# [Consignes]
[a] Traduisez en anglais cette phrase du texte sur la mission de réconciliation de l'Église : « C'est un processus holistique, dont Dieu est l'initiateur et qui s'étend à toute la création, tant humaine que non humaine. »
[b] Prolongez le texte sur la mission de réconciliation de l'Église au-delà de sa dernière phrase.

# [Texte cité]
La mission de l'Eglise dans la puissance de l'Esprit Saint consiste à oeuvrer pour la réconciliation et la guérison dans un monde déchiré. La réconciliation constitue une caractéristique et un point focal importants de la mission de Dieu et, par conséquent, de la mission de l'Eglise : « L'Eglise est envoyée dans le monde pour appeler les hommes et les nations à la repentance, pour leur annoncer le pardon des péchés et une vie renouvelée par Jésus Christ dans leurs relations avec Dieu et leurs prochains »8. La réconciliation, c'est l'établissement du shalom, c'est-à-dire la création - ou re-création - de relations harmonieuses de justice. C'est un processus holistique, dont Dieu est l'initiateur et qui s'étend à toute la création, tant humaine que non humaine. Nous qui, avec toute la création, nous efforçons de nous libérer « de l'esclavage de la corruption, […] l'Esprit vient en aide à notre faiblesse [et] intercède pour nous en gémissements inexprimables » (Rm 8,22-26). Une caractéristique du monde actuel est la rupture des relations et, dans ce contexte, l'Eglise, au nom de la totalité de l'ordre créé, est particulièrement appelée à saisir plus en profondeur, dans sa vie et son ministère, le don de la réconciliation de Dieu.

# [Matériel fourni]

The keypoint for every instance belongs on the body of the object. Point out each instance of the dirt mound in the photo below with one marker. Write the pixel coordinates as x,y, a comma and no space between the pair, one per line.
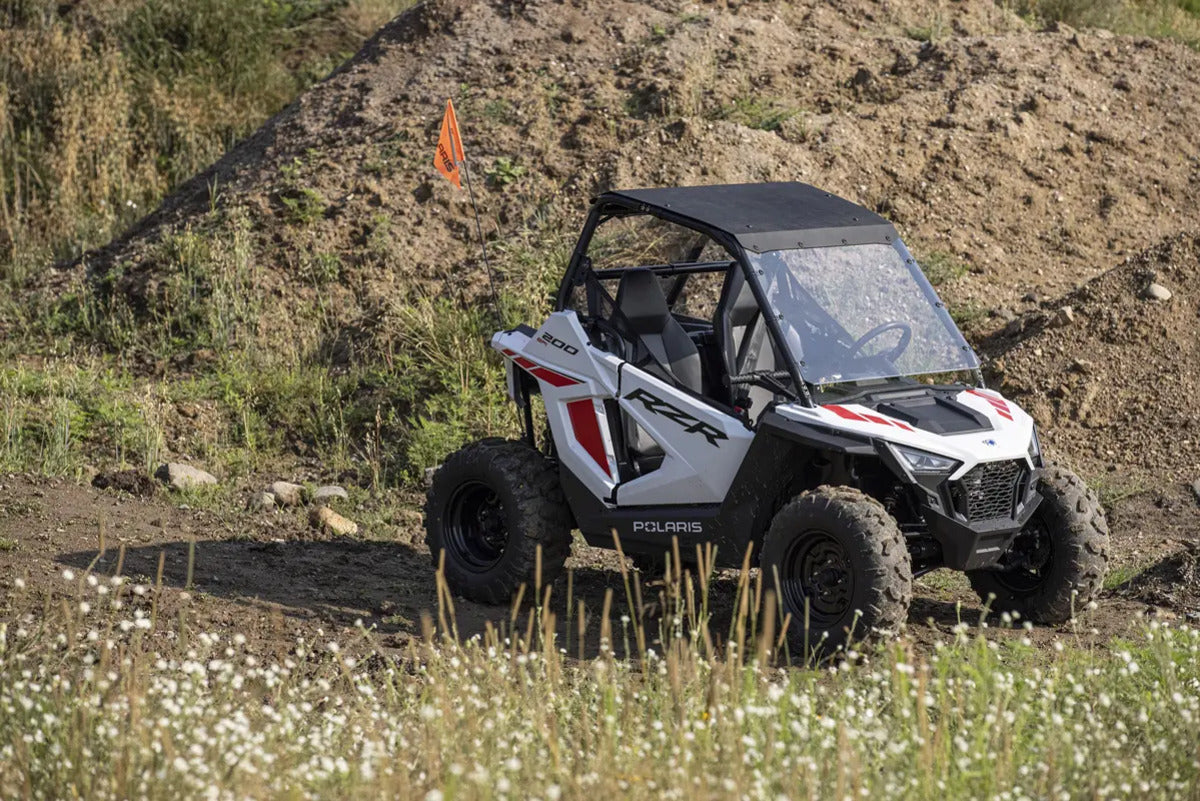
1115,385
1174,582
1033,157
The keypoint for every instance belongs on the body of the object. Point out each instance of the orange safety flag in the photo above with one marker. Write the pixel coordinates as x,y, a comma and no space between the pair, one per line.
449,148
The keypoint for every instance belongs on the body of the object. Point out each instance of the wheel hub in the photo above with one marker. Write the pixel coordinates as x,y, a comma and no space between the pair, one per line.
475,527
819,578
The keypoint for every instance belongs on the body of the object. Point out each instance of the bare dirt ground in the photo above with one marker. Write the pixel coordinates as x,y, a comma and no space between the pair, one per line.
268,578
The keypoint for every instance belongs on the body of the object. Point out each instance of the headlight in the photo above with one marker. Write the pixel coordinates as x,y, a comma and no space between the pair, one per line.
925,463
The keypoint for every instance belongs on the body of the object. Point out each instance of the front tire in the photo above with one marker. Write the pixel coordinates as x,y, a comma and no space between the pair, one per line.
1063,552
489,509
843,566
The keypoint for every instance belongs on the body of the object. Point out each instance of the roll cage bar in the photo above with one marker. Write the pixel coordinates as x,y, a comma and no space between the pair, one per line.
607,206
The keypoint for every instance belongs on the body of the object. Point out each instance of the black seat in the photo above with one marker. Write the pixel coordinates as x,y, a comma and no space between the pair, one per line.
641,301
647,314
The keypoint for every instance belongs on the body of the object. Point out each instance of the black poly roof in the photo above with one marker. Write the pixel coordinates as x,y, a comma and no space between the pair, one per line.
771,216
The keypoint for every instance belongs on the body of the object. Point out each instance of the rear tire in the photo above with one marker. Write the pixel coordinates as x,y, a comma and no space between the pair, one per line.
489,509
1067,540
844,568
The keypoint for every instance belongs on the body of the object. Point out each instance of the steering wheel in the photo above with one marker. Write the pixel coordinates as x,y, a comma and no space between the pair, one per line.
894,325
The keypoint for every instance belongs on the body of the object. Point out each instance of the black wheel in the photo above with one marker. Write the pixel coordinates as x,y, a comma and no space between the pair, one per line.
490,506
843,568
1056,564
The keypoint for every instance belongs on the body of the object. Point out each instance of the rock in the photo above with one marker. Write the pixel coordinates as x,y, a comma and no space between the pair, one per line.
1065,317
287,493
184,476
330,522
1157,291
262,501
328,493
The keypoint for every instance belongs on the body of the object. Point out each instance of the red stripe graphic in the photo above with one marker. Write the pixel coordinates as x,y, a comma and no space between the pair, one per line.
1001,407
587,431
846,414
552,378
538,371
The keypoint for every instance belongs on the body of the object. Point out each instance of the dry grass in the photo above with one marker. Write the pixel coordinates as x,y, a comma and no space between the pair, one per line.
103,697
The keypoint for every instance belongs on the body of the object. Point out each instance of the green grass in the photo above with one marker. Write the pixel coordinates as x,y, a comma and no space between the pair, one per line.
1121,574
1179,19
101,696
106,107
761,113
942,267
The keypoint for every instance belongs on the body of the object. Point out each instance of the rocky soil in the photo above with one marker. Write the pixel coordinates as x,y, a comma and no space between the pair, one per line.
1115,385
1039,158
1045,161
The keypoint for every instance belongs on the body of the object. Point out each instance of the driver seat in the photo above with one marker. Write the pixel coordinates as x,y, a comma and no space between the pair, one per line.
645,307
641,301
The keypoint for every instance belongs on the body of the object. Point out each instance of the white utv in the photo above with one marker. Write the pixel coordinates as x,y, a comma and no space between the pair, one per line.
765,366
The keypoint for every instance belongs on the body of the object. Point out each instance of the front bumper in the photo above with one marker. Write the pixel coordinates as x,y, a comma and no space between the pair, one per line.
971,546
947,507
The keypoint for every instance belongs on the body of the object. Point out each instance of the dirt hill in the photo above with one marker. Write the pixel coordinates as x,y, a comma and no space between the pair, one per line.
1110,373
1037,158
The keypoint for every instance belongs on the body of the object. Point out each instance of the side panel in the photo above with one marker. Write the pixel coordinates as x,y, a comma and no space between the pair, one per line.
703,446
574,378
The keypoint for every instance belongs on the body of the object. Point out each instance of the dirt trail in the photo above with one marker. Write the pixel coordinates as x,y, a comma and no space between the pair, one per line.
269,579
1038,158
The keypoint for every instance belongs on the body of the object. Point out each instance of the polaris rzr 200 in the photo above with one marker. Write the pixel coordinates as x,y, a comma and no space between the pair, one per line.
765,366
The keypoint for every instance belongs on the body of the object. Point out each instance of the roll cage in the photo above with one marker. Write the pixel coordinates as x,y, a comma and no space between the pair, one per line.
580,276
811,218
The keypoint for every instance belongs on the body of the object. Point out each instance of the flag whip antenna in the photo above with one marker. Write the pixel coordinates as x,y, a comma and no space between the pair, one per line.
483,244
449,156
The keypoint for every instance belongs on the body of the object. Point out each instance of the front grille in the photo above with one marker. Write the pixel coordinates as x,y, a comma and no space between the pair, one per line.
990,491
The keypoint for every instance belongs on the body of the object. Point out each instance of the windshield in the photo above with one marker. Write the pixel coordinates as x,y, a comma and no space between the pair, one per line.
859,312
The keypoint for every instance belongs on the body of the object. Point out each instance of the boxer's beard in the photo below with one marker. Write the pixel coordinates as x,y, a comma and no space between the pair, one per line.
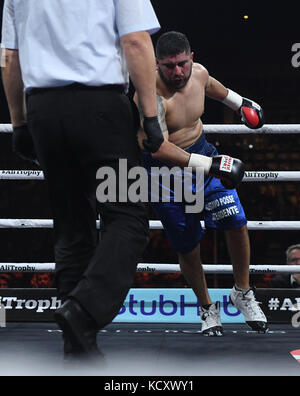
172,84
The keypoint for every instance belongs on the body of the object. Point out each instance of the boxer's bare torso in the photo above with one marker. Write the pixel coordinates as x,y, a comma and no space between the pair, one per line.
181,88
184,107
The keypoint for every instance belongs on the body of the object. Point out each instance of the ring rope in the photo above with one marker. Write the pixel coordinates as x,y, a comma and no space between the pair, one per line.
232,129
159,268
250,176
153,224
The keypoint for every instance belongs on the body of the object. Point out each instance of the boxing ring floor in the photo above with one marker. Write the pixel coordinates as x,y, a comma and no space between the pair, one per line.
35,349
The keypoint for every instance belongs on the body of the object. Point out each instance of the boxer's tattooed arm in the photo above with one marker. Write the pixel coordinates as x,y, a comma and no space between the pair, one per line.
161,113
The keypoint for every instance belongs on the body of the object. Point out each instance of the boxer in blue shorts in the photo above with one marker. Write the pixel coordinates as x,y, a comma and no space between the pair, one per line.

# [Réponses par consigne]
[a] It is a holistic process, initiated by God, that extends to all of creation, both human and non-human.

[b]
Rupture des relations et réconciliation

Il y a rupture des relations, en premier lieu, entre Dieu et l'humanité. L'évangile de réconciliation est un appel à se tourner vers Dieu, à se convertir à Dieu et à renouveler notre foi en Celui qui, en permanence, nous invite à être en communion avec Dieu, les uns avec les autres et avec toute la création. Nous nous réjouissons de ce que, par notre Seigneur Jésus Christ, cette réconciliation a été rendue possible : « Nous mettons notre orgueil en Dieu par notre Seigneur Jésus Christ, par qui, maintenant, nous avons reçu la réconciliation » (Rm 5,11). Nous sommes appelés à étendre cette réconciliation au reste du monde dans la mission et à associer nos efforts à l'action de l'Esprit de Dieu dans la création.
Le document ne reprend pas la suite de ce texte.